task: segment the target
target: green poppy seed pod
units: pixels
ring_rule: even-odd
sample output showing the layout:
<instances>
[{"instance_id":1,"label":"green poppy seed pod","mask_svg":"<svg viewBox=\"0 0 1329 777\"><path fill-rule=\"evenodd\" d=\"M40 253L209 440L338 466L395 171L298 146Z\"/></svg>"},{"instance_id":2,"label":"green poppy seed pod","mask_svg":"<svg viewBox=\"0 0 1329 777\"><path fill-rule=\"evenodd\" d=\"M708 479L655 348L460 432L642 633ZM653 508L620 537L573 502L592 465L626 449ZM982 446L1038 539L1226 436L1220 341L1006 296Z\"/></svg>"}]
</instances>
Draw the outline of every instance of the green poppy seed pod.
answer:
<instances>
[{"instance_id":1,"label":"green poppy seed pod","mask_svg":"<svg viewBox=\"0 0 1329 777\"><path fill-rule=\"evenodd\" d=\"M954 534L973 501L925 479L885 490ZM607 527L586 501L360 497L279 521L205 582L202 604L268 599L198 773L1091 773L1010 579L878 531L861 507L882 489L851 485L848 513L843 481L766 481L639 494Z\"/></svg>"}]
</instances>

_DIRECTION_: Please render all the items above as a JSON list of strings, with one string for each line and blank lines omitted.

_FINISHED ANSWER_:
[
  "task: segment the target",
  "target: green poppy seed pod",
  "units: pixels",
  "ring_rule: even-odd",
  "sample output showing the layout:",
  "<instances>",
  "[{\"instance_id\":1,\"label\":\"green poppy seed pod\",\"mask_svg\":\"<svg viewBox=\\\"0 0 1329 777\\\"><path fill-rule=\\\"evenodd\\\" d=\\\"M40 253L209 440L338 466L395 171L298 146Z\\\"/></svg>\"},{\"instance_id\":2,\"label\":\"green poppy seed pod\",\"mask_svg\":\"<svg viewBox=\\\"0 0 1329 777\\\"><path fill-rule=\\\"evenodd\\\" d=\\\"M708 479L655 348L460 432L642 633ZM653 508L620 537L573 502L592 465L626 449ZM982 446L1038 539L1226 436L1220 341L1006 296Z\\\"/></svg>\"}]",
  "</instances>",
  "Draw the outline of every instance of the green poppy seed pod.",
  "answer:",
  "<instances>",
  "[{\"instance_id\":1,\"label\":\"green poppy seed pod\",\"mask_svg\":\"<svg viewBox=\\\"0 0 1329 777\\\"><path fill-rule=\\\"evenodd\\\" d=\\\"M954 534L973 501L925 479L885 490ZM607 527L586 501L360 497L279 521L205 582L202 604L268 599L198 773L1091 773L1010 579L878 531L861 507L882 489L851 485L848 513L843 481L766 481L639 494Z\\\"/></svg>\"}]",
  "</instances>"
]